#### Document segment:
+++

Your images are much more beautiful than the image I post below (my first ugly photo! :D 8) :o), but they are not very clear with respect to how the loop that you show us is built: my picture below attempts to show an exploded version of what seems to me to be the loop in question.
If the loop is that, here the merits and the flaws that it seems to me that it has (for the record: I personally do not seem to have ever seen):

Merits:
-Compared to as appear the final result,is relatively easy and quick to execute.
-Hey, it seems to work! ;)
-Despite there in the middle is an Overhand noose,seems to be pretty easy to untie after being subjected to a certain load. (for how it loaded (if it is oriented as I show),the standing part (the strand of white rope on the right in the image below) is the "strangler",and is 100% loaded, vs. the first leg of the loop (the strand of white rope on the left) 50% loaded;then, given also the fact that it is not used as a stopper knot, I would be more inclined to classify it as an Overhand noose rather than as a Slipknot(I do not see a second Slipknot/noose in the blue rope if the knot is constructed as in the image below(?))).

+++

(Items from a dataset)
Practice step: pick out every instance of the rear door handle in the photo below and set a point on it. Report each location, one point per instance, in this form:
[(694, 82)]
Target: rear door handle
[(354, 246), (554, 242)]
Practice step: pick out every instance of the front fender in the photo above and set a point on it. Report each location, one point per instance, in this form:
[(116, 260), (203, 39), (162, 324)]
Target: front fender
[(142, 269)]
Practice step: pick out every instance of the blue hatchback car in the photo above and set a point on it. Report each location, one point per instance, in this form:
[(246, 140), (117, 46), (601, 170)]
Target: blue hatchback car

+++

#### Problems to solve:
(a) Repeat everything in the knot post from "-Hey, it seems" down to "the image below(?))).".
(b) What share of the load does the knot post say the first leg of the loop carries?

#### Solutions to the problems:
(a)
-Hey, it seems to work! ;)
-Despite there in the middle is an Overhand noose,seems to be pretty easy to untie after being subjected to a certain load. (for how it loaded (if it is oriented as I show),the standing part (the strand of white rope on the right in the image below) is the "strangler",and is 100% loaded, vs. the first leg of the loop (the strand of white rope on the left) 50% loaded;then, given also the fact that it is not used as a stopper knot, I would be more inclined to classify it as an Overhand noose rather than as a Slipknot(I do not see a second Slipknot/noose in the blue rope if the knot is constructed as in the image below(?))).

(b) 50%